__EXERCISE OBJECTIVE__
Every line from the one that contains "Detect white and" to the end of the material below should be output exactly, with both ends included and nothing else.

__DATA UNDER STUDY__
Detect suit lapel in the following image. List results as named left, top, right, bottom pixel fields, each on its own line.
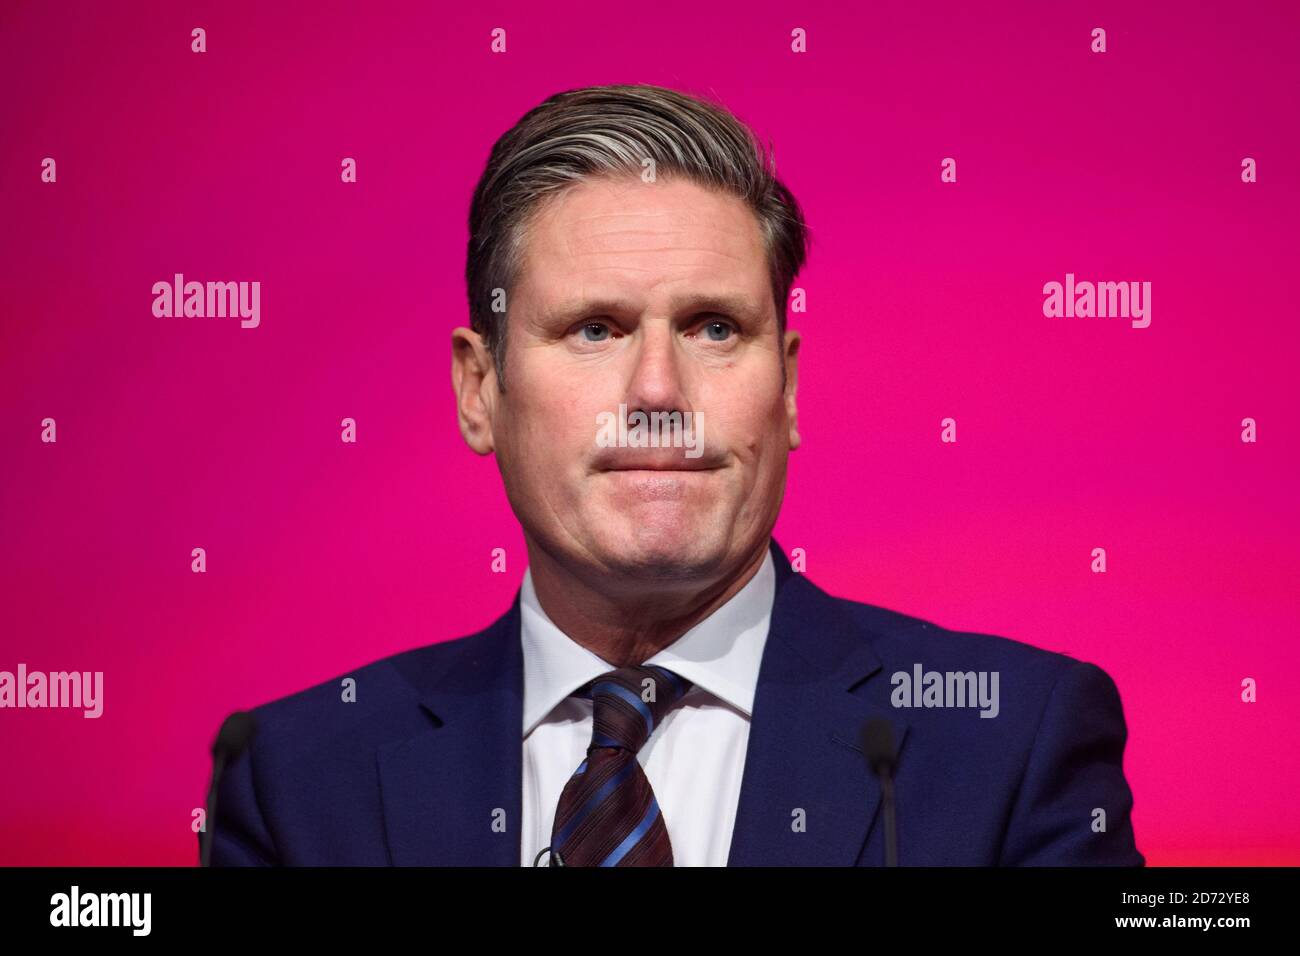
left=375, top=538, right=909, bottom=866
left=377, top=596, right=523, bottom=865
left=727, top=541, right=910, bottom=866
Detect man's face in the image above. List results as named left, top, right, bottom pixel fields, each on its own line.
left=464, top=174, right=800, bottom=586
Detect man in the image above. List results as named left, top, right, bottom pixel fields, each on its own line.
left=207, top=84, right=1143, bottom=866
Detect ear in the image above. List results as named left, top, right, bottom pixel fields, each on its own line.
left=783, top=329, right=801, bottom=450
left=451, top=327, right=498, bottom=455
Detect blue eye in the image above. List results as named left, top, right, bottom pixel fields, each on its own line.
left=702, top=321, right=733, bottom=341
left=580, top=323, right=611, bottom=342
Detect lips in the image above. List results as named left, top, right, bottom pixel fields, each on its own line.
left=599, top=466, right=711, bottom=501
left=599, top=458, right=719, bottom=473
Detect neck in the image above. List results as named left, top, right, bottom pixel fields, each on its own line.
left=524, top=539, right=770, bottom=666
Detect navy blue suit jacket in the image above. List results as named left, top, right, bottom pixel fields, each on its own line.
left=208, top=539, right=1143, bottom=866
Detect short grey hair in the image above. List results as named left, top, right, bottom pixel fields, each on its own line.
left=464, top=83, right=809, bottom=390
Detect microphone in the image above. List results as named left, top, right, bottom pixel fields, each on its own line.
left=532, top=846, right=566, bottom=867
left=200, top=711, right=257, bottom=867
left=861, top=718, right=899, bottom=867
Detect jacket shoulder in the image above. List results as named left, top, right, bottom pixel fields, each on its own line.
left=794, top=579, right=1125, bottom=724
left=237, top=618, right=505, bottom=759
left=827, top=587, right=1102, bottom=684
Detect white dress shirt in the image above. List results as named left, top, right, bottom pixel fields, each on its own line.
left=520, top=549, right=776, bottom=866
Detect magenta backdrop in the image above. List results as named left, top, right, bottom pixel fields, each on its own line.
left=1, top=1, right=1297, bottom=866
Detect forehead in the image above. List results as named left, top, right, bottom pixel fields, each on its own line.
left=512, top=174, right=771, bottom=316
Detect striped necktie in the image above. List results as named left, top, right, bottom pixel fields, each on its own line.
left=549, top=664, right=693, bottom=866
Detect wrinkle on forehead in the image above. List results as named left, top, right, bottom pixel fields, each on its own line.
left=515, top=177, right=768, bottom=310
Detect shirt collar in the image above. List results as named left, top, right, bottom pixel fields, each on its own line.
left=520, top=547, right=776, bottom=737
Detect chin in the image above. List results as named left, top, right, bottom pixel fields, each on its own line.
left=593, top=524, right=728, bottom=579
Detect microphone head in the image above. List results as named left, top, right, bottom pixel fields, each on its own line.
left=860, top=717, right=896, bottom=776
left=212, top=710, right=257, bottom=760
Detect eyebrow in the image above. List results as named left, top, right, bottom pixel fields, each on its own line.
left=548, top=292, right=762, bottom=323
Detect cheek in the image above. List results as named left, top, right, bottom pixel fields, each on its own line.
left=732, top=402, right=787, bottom=460
left=509, top=395, right=595, bottom=470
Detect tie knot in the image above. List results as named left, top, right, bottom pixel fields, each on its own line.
left=578, top=665, right=692, bottom=753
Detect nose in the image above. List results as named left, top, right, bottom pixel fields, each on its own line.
left=624, top=319, right=688, bottom=415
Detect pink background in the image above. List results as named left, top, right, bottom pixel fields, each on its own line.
left=1, top=1, right=1296, bottom=865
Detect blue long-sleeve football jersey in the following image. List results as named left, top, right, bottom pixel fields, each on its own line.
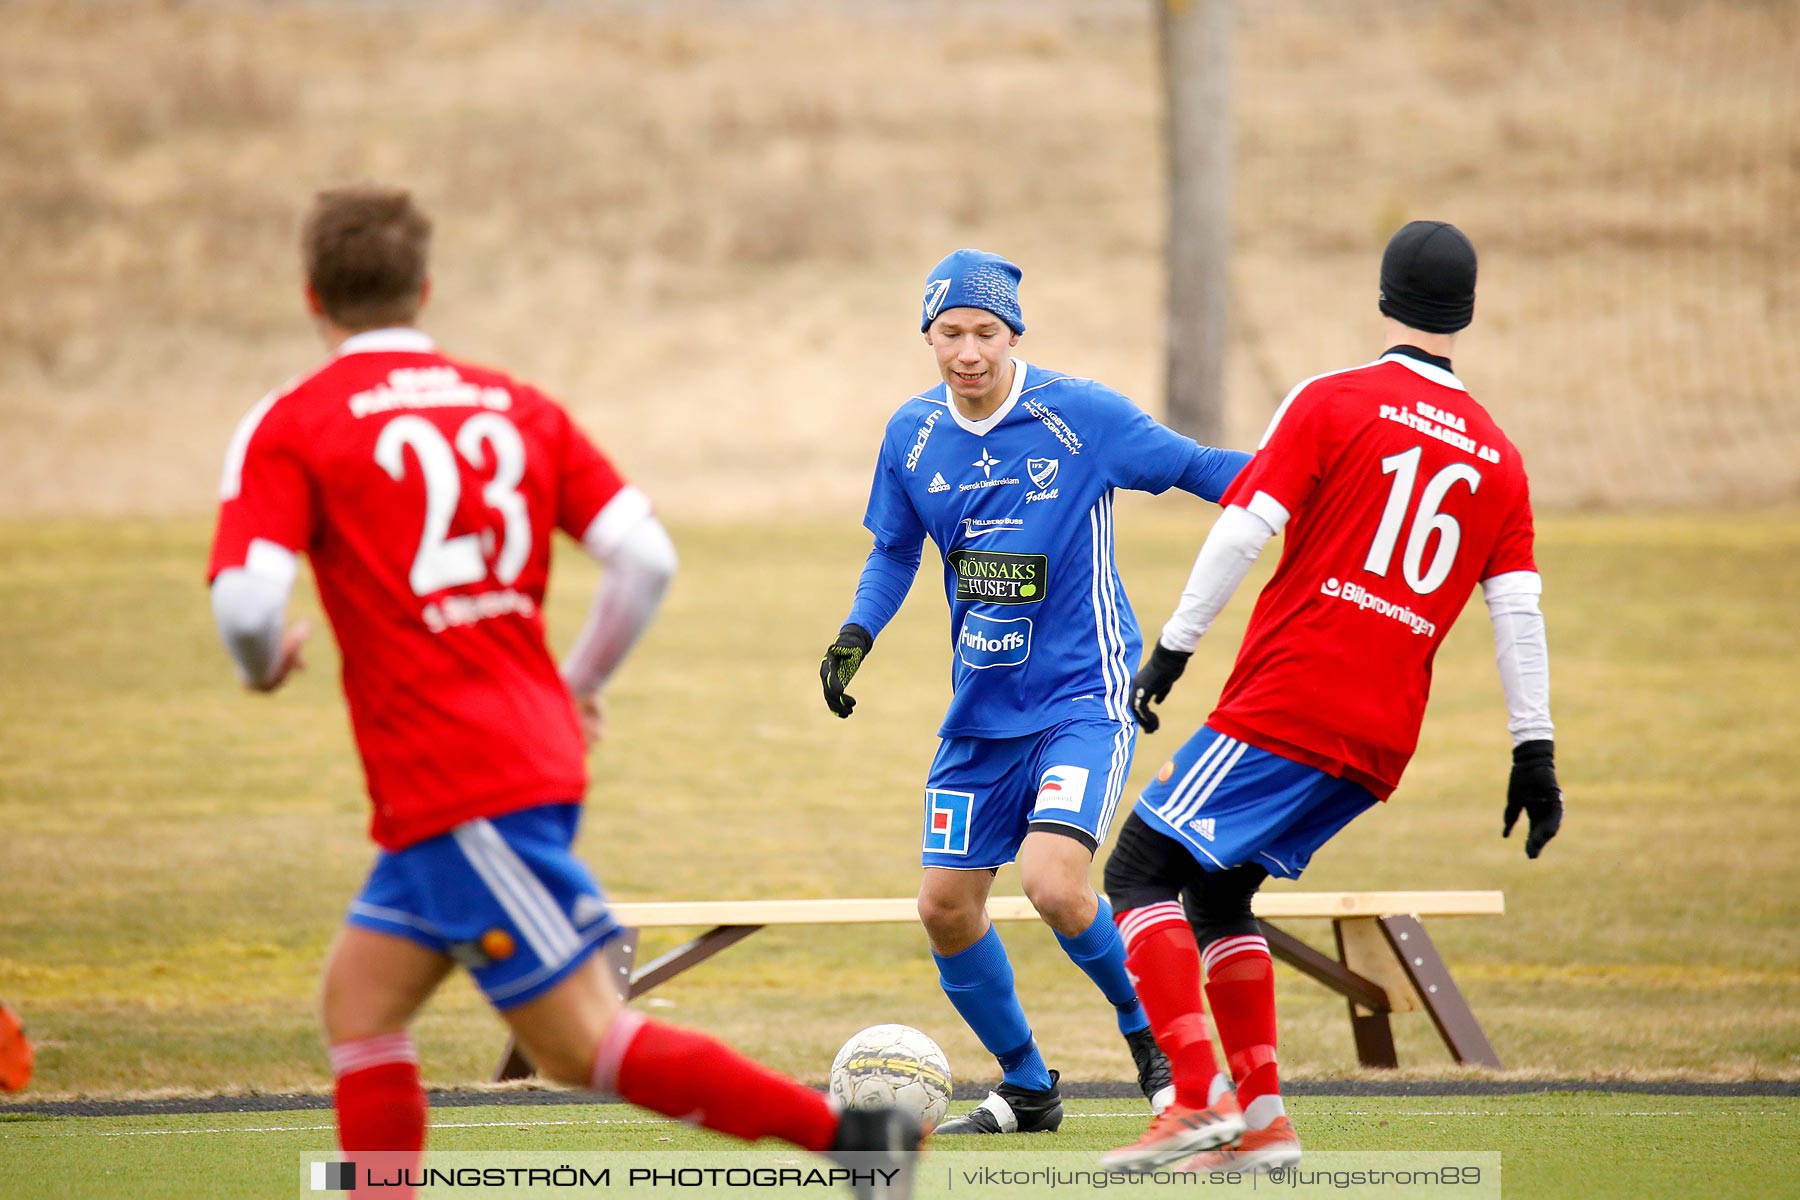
left=849, top=361, right=1249, bottom=739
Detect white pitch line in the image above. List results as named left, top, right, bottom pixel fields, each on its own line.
left=0, top=1117, right=669, bottom=1138
left=6, top=1109, right=1782, bottom=1139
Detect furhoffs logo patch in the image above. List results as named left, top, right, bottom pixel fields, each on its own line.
left=957, top=613, right=1032, bottom=669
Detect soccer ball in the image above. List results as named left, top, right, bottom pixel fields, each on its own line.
left=829, top=1024, right=952, bottom=1131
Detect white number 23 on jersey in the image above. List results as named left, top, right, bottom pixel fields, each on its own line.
left=374, top=413, right=532, bottom=596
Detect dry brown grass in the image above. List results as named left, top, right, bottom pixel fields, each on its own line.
left=1, top=0, right=1795, bottom=517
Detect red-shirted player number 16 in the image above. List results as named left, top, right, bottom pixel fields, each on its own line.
left=375, top=413, right=531, bottom=595
left=1363, top=446, right=1481, bottom=596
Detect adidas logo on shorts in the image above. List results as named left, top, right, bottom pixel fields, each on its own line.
left=1190, top=817, right=1216, bottom=842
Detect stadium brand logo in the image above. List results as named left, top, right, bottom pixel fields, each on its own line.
left=957, top=613, right=1032, bottom=669
left=1035, top=765, right=1089, bottom=814
left=312, top=1161, right=356, bottom=1191
left=905, top=409, right=941, bottom=471
left=1027, top=457, right=1059, bottom=489
left=923, top=278, right=953, bottom=323
left=928, top=472, right=951, bottom=494
left=948, top=550, right=1047, bottom=605
left=1320, top=577, right=1438, bottom=637
left=924, top=789, right=973, bottom=855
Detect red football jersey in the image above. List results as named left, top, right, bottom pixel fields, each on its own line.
left=1210, top=349, right=1536, bottom=800
left=209, top=330, right=629, bottom=849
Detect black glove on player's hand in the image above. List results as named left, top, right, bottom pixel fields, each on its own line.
left=819, top=624, right=873, bottom=719
left=1504, top=739, right=1563, bottom=859
left=1129, top=643, right=1192, bottom=733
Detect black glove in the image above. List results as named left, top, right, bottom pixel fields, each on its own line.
left=1504, top=739, right=1563, bottom=859
left=819, top=624, right=873, bottom=719
left=1129, top=643, right=1192, bottom=733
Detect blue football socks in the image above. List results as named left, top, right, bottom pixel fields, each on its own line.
left=933, top=924, right=1054, bottom=1091
left=1055, top=894, right=1150, bottom=1036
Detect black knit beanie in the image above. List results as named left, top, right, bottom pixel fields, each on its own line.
left=1378, top=221, right=1477, bottom=334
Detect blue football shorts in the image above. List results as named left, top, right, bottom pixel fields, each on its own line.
left=347, top=802, right=622, bottom=1009
left=1134, top=725, right=1379, bottom=879
left=922, top=715, right=1137, bottom=870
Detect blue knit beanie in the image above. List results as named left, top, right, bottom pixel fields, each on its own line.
left=920, top=249, right=1025, bottom=334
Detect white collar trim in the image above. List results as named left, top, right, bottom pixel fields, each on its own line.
left=1381, top=351, right=1465, bottom=392
left=947, top=359, right=1029, bottom=436
left=337, top=328, right=436, bottom=357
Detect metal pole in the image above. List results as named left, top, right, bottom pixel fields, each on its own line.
left=1160, top=0, right=1233, bottom=443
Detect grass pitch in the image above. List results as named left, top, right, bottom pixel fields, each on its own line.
left=3, top=1095, right=1796, bottom=1200
left=2, top=510, right=1797, bottom=1098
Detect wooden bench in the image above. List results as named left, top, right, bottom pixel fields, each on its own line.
left=496, top=891, right=1504, bottom=1081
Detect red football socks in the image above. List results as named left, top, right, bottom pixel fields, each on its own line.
left=1117, top=902, right=1222, bottom=1109
left=592, top=1010, right=837, bottom=1151
left=331, top=1033, right=426, bottom=1197
left=1203, top=934, right=1284, bottom=1129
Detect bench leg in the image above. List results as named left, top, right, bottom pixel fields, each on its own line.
left=1348, top=1008, right=1400, bottom=1069
left=1378, top=915, right=1502, bottom=1069
left=1261, top=920, right=1399, bottom=1069
left=492, top=927, right=643, bottom=1082
left=628, top=925, right=763, bottom=997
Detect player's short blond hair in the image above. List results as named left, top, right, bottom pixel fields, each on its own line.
left=300, top=184, right=432, bottom=330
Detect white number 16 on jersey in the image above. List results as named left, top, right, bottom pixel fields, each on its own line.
left=1364, top=445, right=1481, bottom=596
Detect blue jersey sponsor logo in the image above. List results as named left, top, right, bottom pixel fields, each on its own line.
left=958, top=613, right=1032, bottom=668
left=924, top=789, right=973, bottom=855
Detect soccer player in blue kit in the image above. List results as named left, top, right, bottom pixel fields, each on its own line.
left=819, top=250, right=1250, bottom=1134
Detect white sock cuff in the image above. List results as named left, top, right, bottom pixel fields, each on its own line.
left=1202, top=933, right=1271, bottom=975
left=590, top=1008, right=648, bottom=1095
left=1116, top=901, right=1187, bottom=952
left=329, top=1032, right=417, bottom=1078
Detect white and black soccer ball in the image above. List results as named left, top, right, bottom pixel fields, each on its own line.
left=828, top=1024, right=952, bottom=1131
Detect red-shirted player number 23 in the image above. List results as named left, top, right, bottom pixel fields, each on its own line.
left=1363, top=446, right=1480, bottom=595
left=375, top=413, right=531, bottom=595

__SOLVED EXERCISE__
Detect white and black soccer ball in the image above. List results as named left, top, right, bottom pixel fields, each on its own line.
left=828, top=1024, right=952, bottom=1131
Detect red-shirted player number 23 in the image above. List results as named left, top, right, bottom pixel fields, each on its own line.
left=1363, top=446, right=1480, bottom=595
left=375, top=413, right=531, bottom=595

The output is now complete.